DATA ROWS —
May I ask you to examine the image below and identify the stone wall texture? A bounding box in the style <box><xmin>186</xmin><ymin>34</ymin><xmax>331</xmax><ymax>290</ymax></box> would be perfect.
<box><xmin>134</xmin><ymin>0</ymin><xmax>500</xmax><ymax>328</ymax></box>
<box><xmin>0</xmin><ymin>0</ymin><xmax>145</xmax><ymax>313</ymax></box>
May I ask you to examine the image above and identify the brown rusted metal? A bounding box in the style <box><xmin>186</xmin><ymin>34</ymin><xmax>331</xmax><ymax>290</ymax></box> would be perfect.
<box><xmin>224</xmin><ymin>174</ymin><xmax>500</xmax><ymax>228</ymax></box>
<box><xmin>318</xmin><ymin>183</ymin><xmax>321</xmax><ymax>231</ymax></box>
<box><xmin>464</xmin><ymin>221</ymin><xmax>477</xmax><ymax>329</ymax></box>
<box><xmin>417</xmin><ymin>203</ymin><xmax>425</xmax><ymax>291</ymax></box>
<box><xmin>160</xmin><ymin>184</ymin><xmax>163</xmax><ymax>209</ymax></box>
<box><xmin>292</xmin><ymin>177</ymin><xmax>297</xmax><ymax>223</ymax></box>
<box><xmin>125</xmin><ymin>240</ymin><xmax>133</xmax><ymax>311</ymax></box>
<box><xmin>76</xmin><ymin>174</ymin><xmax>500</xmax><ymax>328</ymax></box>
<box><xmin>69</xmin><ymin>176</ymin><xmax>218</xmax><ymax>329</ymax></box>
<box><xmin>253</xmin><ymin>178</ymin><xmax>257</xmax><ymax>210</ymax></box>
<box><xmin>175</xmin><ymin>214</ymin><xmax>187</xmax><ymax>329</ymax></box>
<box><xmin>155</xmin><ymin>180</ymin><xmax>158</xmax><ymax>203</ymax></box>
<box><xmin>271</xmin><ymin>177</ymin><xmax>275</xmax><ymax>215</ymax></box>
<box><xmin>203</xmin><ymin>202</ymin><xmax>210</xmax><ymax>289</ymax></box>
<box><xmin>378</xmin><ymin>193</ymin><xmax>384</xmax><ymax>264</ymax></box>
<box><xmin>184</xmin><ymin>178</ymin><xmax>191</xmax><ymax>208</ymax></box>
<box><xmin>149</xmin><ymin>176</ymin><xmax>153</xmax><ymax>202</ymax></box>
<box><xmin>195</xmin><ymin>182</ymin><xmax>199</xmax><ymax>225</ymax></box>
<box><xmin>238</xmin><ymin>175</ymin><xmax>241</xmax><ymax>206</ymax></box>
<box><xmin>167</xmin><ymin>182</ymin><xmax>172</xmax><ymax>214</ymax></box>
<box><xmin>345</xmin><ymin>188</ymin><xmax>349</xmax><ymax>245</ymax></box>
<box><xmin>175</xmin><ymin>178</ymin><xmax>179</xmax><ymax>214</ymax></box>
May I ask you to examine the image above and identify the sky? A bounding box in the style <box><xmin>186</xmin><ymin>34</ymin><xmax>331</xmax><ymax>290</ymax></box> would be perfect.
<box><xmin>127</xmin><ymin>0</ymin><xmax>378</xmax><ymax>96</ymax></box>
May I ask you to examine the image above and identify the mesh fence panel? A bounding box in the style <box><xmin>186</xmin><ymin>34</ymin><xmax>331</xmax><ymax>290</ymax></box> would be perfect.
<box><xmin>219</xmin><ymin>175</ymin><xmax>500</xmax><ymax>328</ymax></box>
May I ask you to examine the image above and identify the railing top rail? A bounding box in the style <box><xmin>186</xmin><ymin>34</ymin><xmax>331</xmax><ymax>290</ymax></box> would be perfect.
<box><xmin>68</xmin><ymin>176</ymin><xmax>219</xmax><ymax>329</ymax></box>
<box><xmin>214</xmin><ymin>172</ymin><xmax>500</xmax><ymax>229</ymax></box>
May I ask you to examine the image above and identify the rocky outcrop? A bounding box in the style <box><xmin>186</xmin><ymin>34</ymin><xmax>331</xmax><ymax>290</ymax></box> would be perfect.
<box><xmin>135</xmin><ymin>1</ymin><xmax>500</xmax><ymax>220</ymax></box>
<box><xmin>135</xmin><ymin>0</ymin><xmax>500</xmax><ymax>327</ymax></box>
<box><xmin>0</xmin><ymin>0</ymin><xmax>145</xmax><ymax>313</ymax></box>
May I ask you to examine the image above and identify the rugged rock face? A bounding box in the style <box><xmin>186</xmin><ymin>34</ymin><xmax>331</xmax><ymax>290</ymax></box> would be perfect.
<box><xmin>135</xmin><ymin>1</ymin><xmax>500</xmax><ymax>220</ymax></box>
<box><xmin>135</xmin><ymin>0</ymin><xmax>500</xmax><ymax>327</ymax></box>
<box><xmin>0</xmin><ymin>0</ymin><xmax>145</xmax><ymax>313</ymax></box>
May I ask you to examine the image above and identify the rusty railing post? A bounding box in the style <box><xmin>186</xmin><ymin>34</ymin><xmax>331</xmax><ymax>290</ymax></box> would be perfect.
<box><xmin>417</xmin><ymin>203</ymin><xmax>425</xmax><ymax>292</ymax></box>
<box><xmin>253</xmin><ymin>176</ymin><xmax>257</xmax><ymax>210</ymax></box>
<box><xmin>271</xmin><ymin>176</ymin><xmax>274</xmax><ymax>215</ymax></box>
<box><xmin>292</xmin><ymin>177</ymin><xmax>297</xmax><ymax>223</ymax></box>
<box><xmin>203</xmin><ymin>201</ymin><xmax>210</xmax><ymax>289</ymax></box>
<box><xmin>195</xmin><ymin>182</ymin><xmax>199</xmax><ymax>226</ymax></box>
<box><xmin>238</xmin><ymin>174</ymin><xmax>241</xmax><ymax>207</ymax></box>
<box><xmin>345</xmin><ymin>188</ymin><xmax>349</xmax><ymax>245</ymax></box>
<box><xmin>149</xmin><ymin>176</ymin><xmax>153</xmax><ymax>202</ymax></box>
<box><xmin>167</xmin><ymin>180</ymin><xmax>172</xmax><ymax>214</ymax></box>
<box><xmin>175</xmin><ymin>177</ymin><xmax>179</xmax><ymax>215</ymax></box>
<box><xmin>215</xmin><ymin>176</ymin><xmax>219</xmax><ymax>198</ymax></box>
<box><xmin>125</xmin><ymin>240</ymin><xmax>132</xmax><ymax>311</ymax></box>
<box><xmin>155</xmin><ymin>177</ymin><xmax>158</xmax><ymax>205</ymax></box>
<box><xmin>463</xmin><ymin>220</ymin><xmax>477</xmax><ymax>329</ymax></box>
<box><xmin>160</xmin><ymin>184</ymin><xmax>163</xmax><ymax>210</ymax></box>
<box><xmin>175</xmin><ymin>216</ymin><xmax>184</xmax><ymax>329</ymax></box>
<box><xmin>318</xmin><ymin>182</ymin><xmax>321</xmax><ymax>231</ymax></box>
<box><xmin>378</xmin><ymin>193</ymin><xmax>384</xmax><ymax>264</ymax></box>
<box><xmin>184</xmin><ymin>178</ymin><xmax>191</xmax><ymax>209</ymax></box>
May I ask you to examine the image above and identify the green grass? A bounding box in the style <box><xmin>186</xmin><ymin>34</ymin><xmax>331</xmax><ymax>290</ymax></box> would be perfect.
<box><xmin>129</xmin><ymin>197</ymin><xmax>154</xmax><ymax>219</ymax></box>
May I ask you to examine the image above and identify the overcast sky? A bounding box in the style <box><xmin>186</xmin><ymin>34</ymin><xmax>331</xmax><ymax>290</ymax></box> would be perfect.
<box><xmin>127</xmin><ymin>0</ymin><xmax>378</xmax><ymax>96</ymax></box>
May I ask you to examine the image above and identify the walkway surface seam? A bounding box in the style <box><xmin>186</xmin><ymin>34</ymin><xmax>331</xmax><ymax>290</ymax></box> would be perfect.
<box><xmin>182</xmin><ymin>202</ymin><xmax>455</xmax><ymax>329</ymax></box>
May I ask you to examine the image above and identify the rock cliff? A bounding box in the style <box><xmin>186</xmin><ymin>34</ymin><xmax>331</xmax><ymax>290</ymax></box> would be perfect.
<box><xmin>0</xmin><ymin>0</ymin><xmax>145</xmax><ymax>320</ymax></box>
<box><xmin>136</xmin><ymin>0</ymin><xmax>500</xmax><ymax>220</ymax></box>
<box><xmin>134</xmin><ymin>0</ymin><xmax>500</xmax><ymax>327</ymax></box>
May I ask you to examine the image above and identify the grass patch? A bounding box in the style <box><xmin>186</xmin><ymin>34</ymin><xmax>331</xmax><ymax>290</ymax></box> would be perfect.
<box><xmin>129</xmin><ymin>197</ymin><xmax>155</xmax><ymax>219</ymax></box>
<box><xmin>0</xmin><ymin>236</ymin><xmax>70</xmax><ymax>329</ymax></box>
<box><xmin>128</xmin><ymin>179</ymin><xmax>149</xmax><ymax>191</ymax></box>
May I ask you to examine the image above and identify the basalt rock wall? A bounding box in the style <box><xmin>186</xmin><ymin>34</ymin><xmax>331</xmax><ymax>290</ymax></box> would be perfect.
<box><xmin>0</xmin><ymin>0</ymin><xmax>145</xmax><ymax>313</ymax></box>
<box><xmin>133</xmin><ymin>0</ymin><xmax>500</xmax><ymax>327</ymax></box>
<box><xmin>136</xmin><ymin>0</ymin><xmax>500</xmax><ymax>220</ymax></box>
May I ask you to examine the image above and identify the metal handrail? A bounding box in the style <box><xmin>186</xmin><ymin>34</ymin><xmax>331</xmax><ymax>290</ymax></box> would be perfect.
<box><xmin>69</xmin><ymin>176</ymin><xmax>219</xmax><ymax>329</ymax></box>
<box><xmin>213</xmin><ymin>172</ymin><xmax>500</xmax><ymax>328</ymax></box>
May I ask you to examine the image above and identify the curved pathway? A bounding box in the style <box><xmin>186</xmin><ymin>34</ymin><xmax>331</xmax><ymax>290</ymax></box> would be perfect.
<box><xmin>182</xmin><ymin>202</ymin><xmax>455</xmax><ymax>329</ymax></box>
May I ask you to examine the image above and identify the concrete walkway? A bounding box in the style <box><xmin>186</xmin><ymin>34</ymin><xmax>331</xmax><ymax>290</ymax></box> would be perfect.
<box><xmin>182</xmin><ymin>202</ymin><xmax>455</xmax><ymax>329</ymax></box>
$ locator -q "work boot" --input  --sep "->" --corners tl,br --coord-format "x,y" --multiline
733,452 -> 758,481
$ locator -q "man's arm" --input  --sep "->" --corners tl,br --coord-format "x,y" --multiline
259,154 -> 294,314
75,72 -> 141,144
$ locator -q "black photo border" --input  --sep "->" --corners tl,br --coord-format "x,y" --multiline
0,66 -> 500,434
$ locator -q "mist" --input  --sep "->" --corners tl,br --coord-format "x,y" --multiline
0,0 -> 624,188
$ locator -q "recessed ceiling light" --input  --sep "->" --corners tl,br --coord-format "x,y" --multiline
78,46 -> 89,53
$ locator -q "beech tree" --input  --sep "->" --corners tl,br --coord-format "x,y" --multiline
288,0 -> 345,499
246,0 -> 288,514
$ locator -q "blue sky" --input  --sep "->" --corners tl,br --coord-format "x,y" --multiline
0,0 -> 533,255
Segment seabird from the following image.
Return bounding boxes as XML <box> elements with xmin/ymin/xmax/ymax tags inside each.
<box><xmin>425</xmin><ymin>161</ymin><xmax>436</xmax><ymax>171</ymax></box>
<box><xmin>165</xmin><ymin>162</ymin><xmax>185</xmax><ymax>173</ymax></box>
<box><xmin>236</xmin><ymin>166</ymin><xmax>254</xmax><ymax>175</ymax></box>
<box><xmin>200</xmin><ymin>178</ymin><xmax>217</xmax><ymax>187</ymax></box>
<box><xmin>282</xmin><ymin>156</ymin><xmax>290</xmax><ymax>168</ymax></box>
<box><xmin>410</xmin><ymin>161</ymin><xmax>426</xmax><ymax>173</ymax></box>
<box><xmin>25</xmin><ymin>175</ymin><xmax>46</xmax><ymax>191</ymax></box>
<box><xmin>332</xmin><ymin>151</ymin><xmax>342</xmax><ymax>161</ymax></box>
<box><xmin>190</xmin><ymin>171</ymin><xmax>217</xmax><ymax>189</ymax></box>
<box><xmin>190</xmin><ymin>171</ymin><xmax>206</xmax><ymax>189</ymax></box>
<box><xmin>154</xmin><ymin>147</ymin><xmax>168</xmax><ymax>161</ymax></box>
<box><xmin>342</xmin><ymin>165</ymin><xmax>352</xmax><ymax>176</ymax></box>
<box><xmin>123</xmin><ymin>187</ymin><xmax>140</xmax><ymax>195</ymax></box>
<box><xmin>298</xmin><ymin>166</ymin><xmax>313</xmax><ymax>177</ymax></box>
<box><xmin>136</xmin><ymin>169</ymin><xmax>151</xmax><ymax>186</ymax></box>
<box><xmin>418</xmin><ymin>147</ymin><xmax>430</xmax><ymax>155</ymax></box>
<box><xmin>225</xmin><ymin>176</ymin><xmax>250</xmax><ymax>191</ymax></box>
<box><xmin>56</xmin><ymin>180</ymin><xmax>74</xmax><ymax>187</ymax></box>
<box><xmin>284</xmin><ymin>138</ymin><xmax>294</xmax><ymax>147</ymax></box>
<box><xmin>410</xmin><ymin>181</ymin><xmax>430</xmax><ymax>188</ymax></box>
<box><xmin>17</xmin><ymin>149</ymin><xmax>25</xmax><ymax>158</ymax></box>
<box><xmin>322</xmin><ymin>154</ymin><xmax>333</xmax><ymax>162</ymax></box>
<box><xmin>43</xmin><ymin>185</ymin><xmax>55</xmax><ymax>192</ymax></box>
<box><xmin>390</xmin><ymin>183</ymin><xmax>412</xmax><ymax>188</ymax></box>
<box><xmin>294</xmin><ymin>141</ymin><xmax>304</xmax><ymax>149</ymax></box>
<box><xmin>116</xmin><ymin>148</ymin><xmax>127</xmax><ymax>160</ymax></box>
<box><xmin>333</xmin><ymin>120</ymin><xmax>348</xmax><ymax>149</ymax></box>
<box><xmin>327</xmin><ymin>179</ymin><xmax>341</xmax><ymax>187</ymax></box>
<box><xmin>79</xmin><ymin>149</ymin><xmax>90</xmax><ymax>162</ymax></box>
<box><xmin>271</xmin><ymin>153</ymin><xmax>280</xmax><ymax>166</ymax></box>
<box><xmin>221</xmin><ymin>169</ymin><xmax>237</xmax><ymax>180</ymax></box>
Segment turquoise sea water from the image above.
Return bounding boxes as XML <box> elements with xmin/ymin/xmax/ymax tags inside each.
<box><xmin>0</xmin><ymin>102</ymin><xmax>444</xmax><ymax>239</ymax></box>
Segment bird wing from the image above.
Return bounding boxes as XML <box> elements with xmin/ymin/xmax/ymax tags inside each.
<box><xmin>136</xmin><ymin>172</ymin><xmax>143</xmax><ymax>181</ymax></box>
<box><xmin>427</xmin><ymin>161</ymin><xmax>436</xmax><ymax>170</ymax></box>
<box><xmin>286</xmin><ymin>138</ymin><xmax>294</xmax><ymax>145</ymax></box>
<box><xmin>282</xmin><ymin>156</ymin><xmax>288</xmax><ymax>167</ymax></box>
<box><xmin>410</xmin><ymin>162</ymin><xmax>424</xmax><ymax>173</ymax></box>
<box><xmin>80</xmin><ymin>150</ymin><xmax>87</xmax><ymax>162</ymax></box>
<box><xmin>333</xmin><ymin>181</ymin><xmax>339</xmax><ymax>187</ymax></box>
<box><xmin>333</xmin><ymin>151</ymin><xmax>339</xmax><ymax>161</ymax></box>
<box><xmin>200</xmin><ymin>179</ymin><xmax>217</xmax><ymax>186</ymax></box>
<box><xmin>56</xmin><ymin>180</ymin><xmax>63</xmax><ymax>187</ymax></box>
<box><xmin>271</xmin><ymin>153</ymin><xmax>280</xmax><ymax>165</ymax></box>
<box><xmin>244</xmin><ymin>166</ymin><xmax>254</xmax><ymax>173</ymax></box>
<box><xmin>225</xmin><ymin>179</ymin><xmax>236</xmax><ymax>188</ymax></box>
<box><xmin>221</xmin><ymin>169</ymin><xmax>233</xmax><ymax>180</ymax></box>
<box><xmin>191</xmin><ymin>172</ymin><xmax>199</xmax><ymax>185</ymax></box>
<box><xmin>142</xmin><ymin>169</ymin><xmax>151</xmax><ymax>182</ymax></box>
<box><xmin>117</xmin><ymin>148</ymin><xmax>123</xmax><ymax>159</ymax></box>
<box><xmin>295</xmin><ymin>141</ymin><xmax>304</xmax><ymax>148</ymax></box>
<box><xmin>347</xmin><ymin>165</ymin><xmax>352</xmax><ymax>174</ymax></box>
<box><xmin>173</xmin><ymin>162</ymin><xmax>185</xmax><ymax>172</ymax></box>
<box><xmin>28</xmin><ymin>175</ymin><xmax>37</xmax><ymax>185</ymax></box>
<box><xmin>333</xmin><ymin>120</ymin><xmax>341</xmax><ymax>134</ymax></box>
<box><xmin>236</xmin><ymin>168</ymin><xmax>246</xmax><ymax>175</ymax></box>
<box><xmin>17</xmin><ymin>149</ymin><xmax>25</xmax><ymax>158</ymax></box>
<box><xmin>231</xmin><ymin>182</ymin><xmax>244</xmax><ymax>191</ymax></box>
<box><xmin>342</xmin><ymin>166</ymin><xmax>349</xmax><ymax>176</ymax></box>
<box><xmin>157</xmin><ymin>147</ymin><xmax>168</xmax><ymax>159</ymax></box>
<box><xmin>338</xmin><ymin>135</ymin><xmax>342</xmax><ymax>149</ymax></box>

WORK REQUIRED — Extract each line of the items above that contains the string "from", and reproduce those lines in their original order.

ANSWER BELOW —
Segment seabird from the following image.
Segment turquoise sea water from the image above.
Segment bird wing from the image above.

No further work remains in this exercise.